■ **SOURCE PASSAGE**:
* * *
So often lately, we have reflection linked with action, usually of a social sort. We tend to think of ideas as plans for action, and beliefs, religious and otherwise, are only credited when they are linked to policies that can take in the ever-changing human scene. The changeless and things heavenly are deemed an escape from reality rather than reality itself. Furthermore, we are accustomed to an almost never-ceasing dirge of woes about orthodoxies, about churches that are pacifyingly indulgent, about devotion that is private, and about the untended causes that, undeservedly, are never served by the faithful. A kind of adolescent prophetism is also easy to come by in our day. We have been flailed quite often by very minor prophets into thinking that religion has to be where the action is, that power centers have to be confronted, and that most of the talk about heaven, hell, punishment, and reward is neither responsible nor profound. At least it does not seem to be relevant to the community.
* * *
■ **SET EXERCISE A**: In the source passage, what are the changeless and things heavenly deemed to be?

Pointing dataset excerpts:
* * *
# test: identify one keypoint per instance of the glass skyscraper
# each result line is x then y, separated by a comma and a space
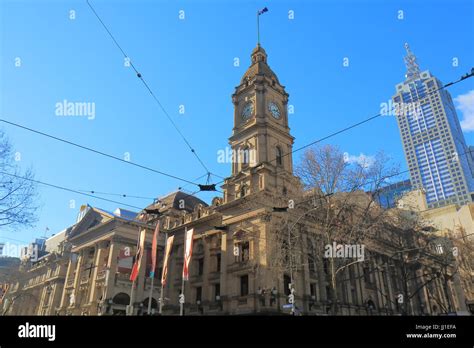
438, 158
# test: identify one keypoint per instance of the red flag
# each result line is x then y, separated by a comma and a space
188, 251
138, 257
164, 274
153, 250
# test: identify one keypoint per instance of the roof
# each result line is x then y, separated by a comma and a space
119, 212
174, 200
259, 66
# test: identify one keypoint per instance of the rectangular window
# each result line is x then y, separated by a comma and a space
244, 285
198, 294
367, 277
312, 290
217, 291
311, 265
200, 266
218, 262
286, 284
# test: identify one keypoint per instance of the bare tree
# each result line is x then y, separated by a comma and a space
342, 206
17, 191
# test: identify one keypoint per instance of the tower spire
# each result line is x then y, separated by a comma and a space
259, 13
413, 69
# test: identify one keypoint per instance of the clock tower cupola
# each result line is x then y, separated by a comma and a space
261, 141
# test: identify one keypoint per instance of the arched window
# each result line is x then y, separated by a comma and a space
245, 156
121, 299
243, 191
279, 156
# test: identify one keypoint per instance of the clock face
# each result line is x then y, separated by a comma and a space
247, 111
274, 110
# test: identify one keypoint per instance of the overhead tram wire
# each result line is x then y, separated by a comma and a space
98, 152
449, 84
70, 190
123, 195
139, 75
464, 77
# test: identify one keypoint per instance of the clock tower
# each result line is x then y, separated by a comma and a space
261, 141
* * *
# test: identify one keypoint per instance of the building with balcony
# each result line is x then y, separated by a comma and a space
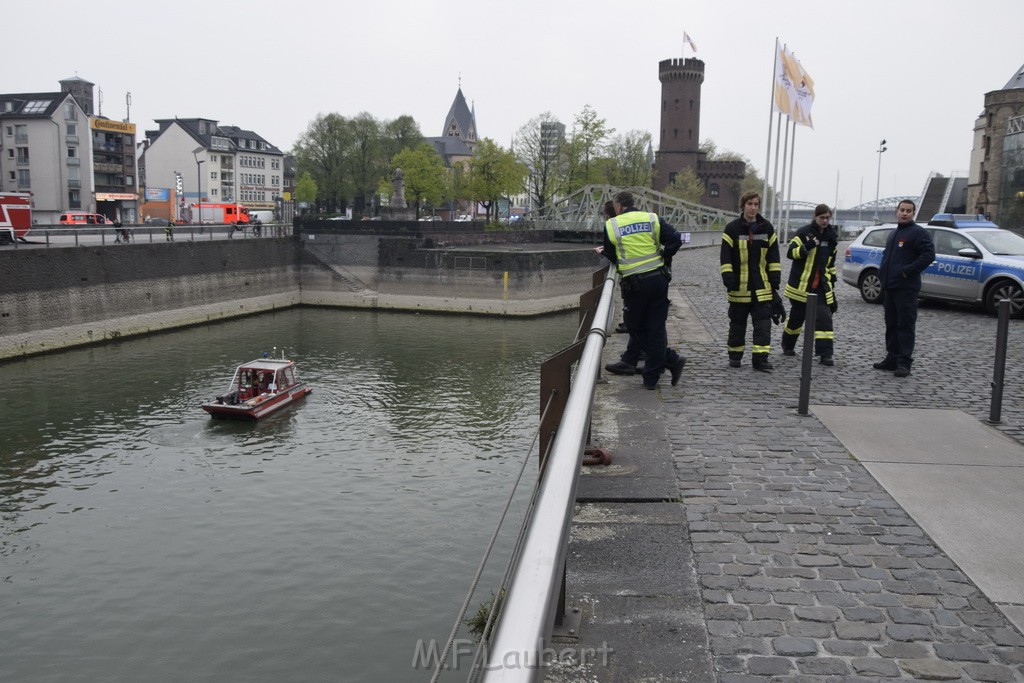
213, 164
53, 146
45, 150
* * *
■ **SET EXERCISE B**: State how many lines of the records contain the string "window", treating uppercase and lowercase as different. Reply with the number only.

■ **ANSWER A**: An escape from reality rather than reality itself.

■ **ANSWER B**: 2